Data to use =

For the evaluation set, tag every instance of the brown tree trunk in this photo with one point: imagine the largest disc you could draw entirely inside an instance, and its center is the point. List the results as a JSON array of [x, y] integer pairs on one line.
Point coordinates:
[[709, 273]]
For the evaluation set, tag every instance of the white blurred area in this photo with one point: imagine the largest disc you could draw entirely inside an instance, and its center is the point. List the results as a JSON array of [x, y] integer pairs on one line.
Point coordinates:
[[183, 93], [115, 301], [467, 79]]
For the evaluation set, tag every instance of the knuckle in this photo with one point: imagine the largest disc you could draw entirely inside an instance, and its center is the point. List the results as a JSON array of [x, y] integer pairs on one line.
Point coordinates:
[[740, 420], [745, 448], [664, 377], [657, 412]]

Aim of the task =
Could you write out the entire listing above line for line, without changing a single character?

Finished answer =
For the evaluation set, tag every instance of the brown tree trunk in this photo with one point: imagine the largest disc you could draw entirely inside an instance, and its center is the point. List the results as a JSON array of [x, y] integer pairs on one line.
Point coordinates:
[[709, 273]]
For the evaluation set, tag every instance of the white blurred area in this photo with one point: imagine the largest disc you could draw entirely inside an instance, and its center is the point. List the results as a JSON array of [x, y] integer pairs on one line.
Point coordinates:
[[183, 93], [115, 301], [467, 79]]
For the evaluation set, tag every instance of the knuckle in this photo with one point: imagine the largest disc you could draw entirely inside an instance, and its center is the point. List the results as a JSON array of [x, y] integer pairs on one line.
Point coordinates:
[[740, 420], [745, 448], [664, 377], [657, 412]]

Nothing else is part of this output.